··· Supplied information

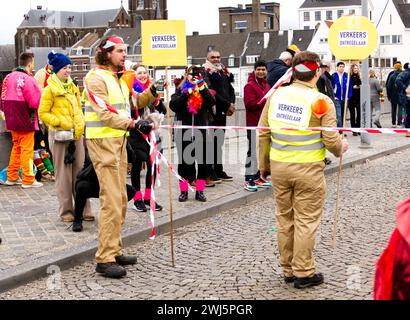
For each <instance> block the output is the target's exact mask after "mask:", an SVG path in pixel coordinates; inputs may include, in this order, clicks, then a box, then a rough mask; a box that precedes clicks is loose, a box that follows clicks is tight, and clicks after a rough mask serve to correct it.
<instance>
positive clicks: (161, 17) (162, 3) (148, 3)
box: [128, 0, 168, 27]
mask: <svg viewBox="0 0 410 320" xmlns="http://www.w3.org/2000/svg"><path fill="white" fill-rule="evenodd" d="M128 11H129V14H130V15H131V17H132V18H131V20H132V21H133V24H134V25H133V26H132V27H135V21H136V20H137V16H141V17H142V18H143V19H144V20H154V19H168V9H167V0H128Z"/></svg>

······
··· Supplied information

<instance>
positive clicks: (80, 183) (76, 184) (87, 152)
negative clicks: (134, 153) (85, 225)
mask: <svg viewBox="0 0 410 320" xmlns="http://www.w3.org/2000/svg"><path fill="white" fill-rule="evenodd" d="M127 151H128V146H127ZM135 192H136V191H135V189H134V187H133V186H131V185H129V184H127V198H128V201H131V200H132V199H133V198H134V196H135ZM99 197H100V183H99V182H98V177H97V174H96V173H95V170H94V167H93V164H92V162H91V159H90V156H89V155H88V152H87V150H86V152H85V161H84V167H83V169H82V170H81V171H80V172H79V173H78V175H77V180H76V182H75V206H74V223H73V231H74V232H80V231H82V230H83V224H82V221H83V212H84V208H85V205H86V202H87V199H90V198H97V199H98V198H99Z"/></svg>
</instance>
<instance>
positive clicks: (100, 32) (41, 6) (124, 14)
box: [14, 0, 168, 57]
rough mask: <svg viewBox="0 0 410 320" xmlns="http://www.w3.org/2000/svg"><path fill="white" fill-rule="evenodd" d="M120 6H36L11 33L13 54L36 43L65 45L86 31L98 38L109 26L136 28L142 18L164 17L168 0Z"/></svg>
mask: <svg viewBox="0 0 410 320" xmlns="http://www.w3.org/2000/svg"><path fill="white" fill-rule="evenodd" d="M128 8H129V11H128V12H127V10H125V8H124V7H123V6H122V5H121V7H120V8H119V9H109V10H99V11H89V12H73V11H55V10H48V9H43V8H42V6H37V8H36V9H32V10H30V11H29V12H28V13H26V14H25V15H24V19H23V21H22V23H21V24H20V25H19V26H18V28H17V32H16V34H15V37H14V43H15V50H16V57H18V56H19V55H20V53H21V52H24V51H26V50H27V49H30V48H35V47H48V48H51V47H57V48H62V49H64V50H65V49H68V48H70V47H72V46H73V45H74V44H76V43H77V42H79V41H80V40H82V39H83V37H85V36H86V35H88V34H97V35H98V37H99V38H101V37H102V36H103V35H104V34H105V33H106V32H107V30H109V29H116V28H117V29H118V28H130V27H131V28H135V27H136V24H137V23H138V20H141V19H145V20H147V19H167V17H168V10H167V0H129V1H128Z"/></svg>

······
··· Supplied information

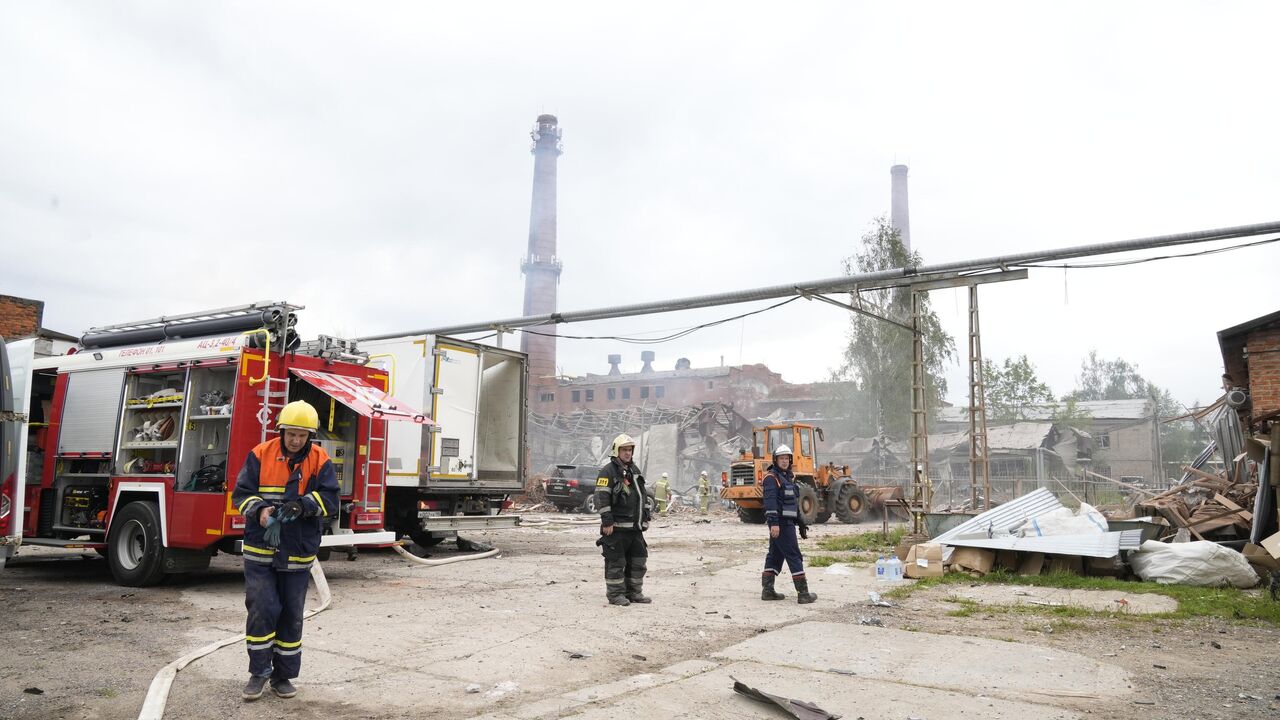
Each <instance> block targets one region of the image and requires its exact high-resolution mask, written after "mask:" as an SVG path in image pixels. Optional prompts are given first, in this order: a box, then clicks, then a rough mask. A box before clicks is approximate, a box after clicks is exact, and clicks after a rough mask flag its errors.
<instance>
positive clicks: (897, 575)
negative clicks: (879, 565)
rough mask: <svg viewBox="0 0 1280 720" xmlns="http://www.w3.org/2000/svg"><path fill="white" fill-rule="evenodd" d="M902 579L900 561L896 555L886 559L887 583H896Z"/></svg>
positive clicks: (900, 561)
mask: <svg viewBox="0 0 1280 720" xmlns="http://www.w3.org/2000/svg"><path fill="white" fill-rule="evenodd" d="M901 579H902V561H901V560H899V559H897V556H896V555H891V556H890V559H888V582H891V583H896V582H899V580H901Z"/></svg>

······

- Exercise requirements -
Looking at the data above, write out exactly the lines that start at the one containing "For each <instance>" and end at the one containing "positive clicks: (161, 17) (162, 3) (148, 3)"; include both and nothing beyond.

- Solution for this problem -
For each <instance> block the output is the target's exact mask after "mask:", an SVG path in pixel coordinates; inputs may include, in this order, clicks, then a box, then a rough mask; a box that precedes clicks is loose, a box that follows clicks is tight, and clicks after a rough mask serve to correct it.
<instance>
positive clicks: (161, 17) (162, 3) (148, 3)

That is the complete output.